• [GIVEN TEXT]
* BEGIN *

# TCR Advanced Rabo



## John.B (Apr 3, 2009)

Hi,

Does anyone here own a TCR Advanced Rabo 2013 (not the SL model)?

Thanks


----------



## r1lee (Jul 22, 2012)

I don't think giant made any. I know that the defy advanced rabo version was discontinued just as it was about to go into production.


----------



## Cinelli 82220 (Dec 2, 2010)

John.B said:


> TCR Advanced Rabo 2013


There's no Rabo team in 2013, unlikely there would be a Rabo bike.


----------



## John.B (Apr 3, 2009)

I saw it on their website:

giant-bicycles.com/en-us/bikes/model/tcr.advanced.rabo/11489/55795/


----------



## Cinelli 82220 (Dec 2, 2010)

Interesting! They must have had a bunch already made when Rabo quit sponsorship.

* END *

(Coordinate labeling data)
* BEGIN *

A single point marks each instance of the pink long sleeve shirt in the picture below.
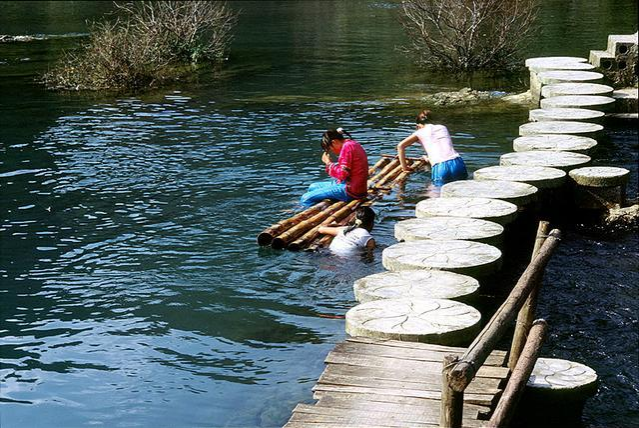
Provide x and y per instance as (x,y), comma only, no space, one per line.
(351,168)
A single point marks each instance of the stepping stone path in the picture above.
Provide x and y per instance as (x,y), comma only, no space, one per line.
(570,88)
(466,257)
(562,76)
(436,321)
(520,194)
(562,160)
(421,284)
(600,176)
(495,210)
(593,102)
(563,378)
(554,142)
(539,176)
(560,127)
(447,228)
(569,114)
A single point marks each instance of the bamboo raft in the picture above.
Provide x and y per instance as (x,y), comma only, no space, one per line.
(301,231)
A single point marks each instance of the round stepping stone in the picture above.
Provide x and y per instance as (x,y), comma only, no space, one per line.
(539,176)
(495,210)
(554,142)
(600,176)
(571,88)
(563,377)
(560,127)
(447,228)
(421,284)
(561,114)
(562,76)
(436,321)
(592,102)
(466,257)
(519,194)
(562,160)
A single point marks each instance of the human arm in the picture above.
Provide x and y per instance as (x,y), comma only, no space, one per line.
(401,151)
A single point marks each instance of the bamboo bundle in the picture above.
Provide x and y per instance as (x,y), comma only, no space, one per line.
(267,235)
(281,241)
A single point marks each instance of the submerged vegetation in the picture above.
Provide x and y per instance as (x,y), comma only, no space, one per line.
(149,43)
(468,35)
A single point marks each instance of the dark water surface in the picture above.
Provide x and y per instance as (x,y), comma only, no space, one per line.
(132,291)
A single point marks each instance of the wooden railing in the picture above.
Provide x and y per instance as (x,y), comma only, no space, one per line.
(458,372)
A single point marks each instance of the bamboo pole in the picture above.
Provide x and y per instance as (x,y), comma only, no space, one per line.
(485,342)
(452,405)
(282,240)
(267,235)
(310,235)
(527,312)
(521,373)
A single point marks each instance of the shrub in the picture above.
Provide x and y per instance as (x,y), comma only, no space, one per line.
(468,35)
(151,42)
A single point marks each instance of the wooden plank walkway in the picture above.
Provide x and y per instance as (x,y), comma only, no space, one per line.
(371,383)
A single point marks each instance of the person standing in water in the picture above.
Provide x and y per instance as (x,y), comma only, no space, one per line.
(349,173)
(446,164)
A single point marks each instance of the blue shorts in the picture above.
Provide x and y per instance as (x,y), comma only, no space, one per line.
(447,171)
(324,190)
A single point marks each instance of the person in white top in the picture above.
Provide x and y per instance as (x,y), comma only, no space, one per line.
(446,164)
(354,237)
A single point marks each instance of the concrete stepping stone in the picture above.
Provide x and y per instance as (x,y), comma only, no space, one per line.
(419,284)
(565,114)
(562,160)
(554,142)
(592,102)
(520,194)
(466,257)
(539,176)
(561,127)
(563,378)
(563,76)
(494,210)
(435,321)
(571,88)
(447,228)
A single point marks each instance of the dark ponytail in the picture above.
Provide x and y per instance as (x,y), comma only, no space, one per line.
(333,134)
(364,218)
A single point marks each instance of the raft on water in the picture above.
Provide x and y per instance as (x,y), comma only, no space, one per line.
(301,231)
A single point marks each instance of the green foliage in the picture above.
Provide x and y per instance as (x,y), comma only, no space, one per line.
(468,35)
(151,42)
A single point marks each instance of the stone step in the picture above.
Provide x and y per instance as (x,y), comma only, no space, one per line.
(539,176)
(465,257)
(417,284)
(566,114)
(447,228)
(435,321)
(554,142)
(494,210)
(565,161)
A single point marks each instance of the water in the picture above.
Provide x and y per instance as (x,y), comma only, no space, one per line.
(132,291)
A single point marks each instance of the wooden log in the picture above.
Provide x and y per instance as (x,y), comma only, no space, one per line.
(452,407)
(335,216)
(282,240)
(267,235)
(484,343)
(521,373)
(527,312)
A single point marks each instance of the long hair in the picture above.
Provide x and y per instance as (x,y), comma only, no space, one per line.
(333,134)
(364,218)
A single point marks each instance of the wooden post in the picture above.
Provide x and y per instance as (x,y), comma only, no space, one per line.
(521,373)
(527,312)
(452,407)
(485,342)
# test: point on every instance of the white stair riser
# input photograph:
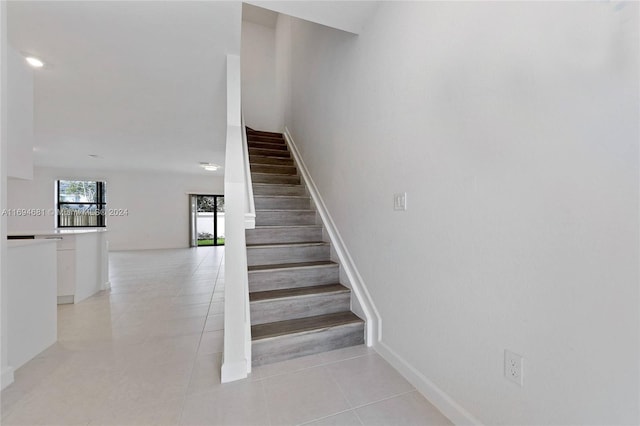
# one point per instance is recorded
(273, 168)
(266, 218)
(292, 278)
(276, 255)
(258, 159)
(282, 203)
(268, 145)
(268, 139)
(265, 311)
(286, 347)
(279, 190)
(268, 152)
(275, 179)
(283, 235)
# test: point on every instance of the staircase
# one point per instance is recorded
(298, 306)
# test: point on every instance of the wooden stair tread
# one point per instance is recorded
(286, 226)
(282, 196)
(297, 292)
(298, 244)
(278, 184)
(303, 325)
(289, 266)
(263, 133)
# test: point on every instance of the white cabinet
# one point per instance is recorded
(66, 275)
(82, 263)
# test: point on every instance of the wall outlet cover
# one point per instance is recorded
(400, 201)
(513, 367)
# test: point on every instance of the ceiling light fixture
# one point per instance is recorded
(34, 62)
(210, 167)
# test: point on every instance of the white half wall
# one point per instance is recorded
(513, 128)
(156, 204)
(259, 100)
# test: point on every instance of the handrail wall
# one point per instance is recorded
(236, 363)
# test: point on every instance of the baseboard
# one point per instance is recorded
(66, 300)
(443, 402)
(373, 319)
(6, 377)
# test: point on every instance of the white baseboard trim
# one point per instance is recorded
(373, 319)
(66, 300)
(443, 402)
(232, 371)
(6, 377)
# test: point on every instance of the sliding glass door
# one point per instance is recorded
(207, 220)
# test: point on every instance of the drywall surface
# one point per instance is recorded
(151, 210)
(348, 16)
(19, 116)
(513, 128)
(258, 70)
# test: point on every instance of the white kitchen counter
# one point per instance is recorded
(82, 259)
(30, 289)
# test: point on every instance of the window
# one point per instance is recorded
(81, 203)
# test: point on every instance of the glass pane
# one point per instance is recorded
(78, 191)
(78, 215)
(205, 203)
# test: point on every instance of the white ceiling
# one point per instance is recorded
(141, 84)
(258, 15)
(350, 16)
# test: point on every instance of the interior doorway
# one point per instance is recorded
(206, 220)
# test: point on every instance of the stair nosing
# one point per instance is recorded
(285, 210)
(352, 322)
(286, 226)
(342, 290)
(297, 244)
(281, 196)
(292, 267)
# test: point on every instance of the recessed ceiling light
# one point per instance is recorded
(34, 62)
(210, 167)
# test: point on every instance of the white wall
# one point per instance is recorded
(157, 204)
(513, 128)
(259, 78)
(20, 116)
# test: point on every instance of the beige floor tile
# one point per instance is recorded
(303, 396)
(241, 403)
(148, 352)
(206, 374)
(214, 323)
(289, 366)
(408, 409)
(212, 342)
(368, 379)
(132, 413)
(346, 353)
(348, 418)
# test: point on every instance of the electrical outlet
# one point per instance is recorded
(400, 201)
(513, 367)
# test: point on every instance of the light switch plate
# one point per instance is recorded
(400, 201)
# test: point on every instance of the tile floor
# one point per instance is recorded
(148, 352)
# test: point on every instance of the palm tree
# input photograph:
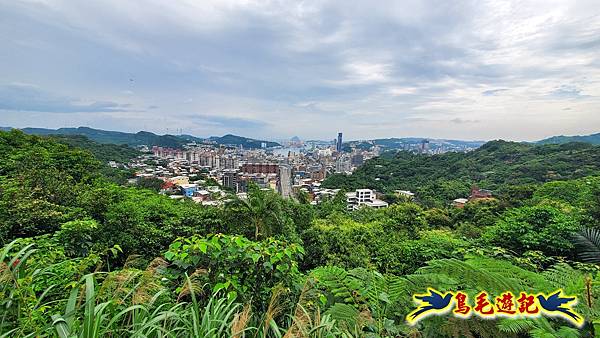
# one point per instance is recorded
(261, 207)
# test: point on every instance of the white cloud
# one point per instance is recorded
(312, 68)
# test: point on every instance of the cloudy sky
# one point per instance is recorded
(519, 70)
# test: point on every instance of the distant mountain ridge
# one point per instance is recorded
(146, 138)
(593, 139)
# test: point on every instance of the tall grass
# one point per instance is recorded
(126, 304)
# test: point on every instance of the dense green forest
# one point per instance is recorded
(84, 256)
(510, 169)
(104, 152)
(144, 137)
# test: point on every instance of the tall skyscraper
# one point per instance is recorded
(338, 145)
(284, 184)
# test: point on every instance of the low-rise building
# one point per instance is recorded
(364, 197)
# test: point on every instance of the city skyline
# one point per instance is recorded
(467, 70)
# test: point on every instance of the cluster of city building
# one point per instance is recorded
(205, 172)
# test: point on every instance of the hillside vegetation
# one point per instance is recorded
(145, 137)
(82, 256)
(498, 165)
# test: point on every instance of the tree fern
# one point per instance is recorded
(587, 244)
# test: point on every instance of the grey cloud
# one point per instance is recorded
(228, 122)
(493, 92)
(23, 97)
(310, 62)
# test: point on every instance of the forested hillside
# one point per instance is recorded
(505, 167)
(145, 137)
(104, 152)
(85, 257)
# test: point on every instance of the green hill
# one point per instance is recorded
(104, 152)
(145, 138)
(593, 139)
(247, 143)
(495, 165)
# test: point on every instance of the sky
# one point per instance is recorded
(472, 70)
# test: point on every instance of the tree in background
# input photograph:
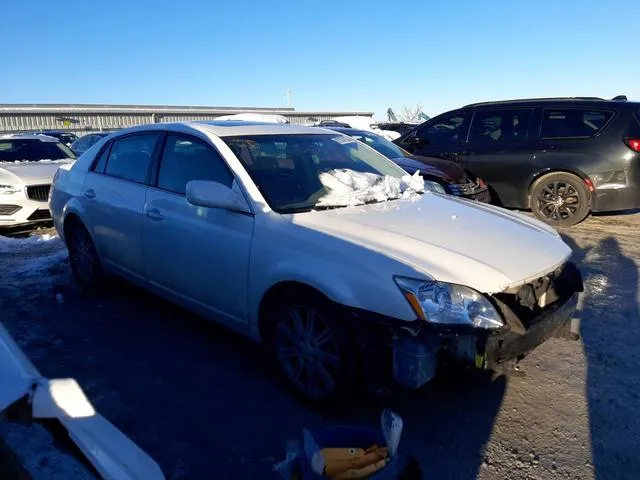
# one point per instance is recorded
(412, 115)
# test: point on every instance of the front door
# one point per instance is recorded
(497, 151)
(200, 254)
(114, 193)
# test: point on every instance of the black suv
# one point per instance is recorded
(560, 157)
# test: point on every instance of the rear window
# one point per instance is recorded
(30, 150)
(573, 122)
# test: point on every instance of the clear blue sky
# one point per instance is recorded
(334, 55)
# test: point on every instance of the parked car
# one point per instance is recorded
(400, 127)
(317, 246)
(27, 166)
(562, 158)
(65, 137)
(448, 175)
(86, 141)
(362, 123)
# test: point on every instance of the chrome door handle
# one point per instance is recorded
(153, 214)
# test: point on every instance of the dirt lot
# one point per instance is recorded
(200, 401)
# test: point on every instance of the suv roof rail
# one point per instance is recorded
(528, 100)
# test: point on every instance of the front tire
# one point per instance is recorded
(83, 257)
(309, 345)
(560, 199)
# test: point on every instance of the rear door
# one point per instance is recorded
(201, 254)
(497, 151)
(114, 195)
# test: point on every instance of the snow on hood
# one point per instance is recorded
(452, 240)
(255, 117)
(349, 188)
(26, 172)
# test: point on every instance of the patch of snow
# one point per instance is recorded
(349, 188)
(34, 446)
(9, 245)
(255, 117)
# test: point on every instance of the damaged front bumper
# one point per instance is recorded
(532, 313)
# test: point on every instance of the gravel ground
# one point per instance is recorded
(200, 400)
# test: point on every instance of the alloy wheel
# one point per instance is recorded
(558, 201)
(307, 351)
(82, 255)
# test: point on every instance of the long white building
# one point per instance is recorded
(82, 119)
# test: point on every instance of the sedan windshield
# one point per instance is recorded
(297, 173)
(30, 150)
(380, 144)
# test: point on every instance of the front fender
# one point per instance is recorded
(343, 284)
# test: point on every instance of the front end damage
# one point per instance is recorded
(412, 353)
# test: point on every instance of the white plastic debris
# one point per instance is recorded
(349, 188)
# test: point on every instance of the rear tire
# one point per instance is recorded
(560, 199)
(308, 343)
(83, 257)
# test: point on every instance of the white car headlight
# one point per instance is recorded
(9, 189)
(433, 186)
(449, 304)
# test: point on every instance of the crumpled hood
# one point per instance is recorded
(452, 240)
(29, 172)
(449, 170)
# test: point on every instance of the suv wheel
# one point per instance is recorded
(83, 256)
(560, 199)
(310, 347)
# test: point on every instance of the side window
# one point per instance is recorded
(499, 126)
(185, 159)
(98, 167)
(82, 144)
(573, 122)
(445, 130)
(130, 157)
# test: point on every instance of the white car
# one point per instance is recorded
(317, 246)
(27, 166)
(367, 123)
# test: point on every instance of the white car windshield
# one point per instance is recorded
(297, 173)
(31, 150)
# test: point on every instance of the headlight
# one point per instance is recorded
(9, 189)
(449, 304)
(433, 186)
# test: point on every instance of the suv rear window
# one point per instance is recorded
(573, 122)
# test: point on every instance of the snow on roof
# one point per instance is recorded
(29, 136)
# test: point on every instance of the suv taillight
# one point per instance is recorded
(633, 144)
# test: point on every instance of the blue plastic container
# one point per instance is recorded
(351, 437)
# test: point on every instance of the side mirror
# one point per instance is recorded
(205, 193)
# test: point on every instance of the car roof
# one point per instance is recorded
(577, 101)
(230, 128)
(352, 131)
(29, 136)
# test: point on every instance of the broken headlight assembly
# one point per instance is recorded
(449, 304)
(9, 189)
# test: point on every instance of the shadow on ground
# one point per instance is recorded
(613, 359)
(201, 401)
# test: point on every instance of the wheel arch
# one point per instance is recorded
(548, 171)
(278, 290)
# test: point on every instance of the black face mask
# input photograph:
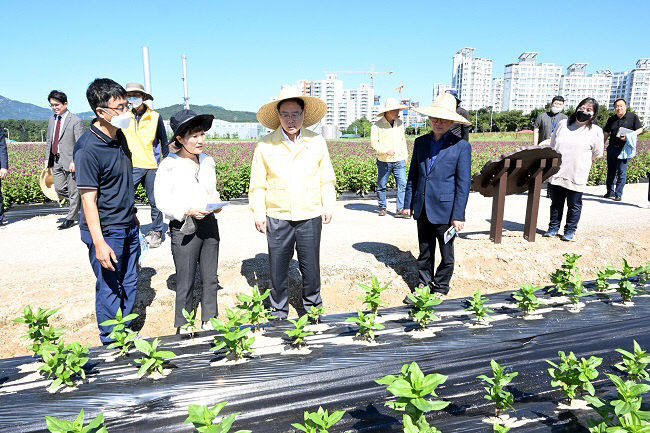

* END *

• [STATED PROBLEM 1]
In the TCR Advanced Rabo thread, where did John.B say he saw the 2013 bike?
• [STATED PROBLEM 2]
Carry on the TCR Advanced Rabo thread from its last post.
The records stand apart from the TCR Advanced Rabo thread.

• [RESPONSE 1]
On Giant's website.

• [RESPONSE 2]
Looks like a good bike, and good value. Might be a collector's item if you can actually get one.


----------



## r1lee (Jul 22, 2012)

John.B said:


> I saw it on their website:
> 
> giant-bicycles.com/en-us/bikes/model/tcr.advanced.rabo/11489/55795/


These were all announced with pictures. Actual production of the bikes never happened, if they did Giant didn't ship any out and don't plan to.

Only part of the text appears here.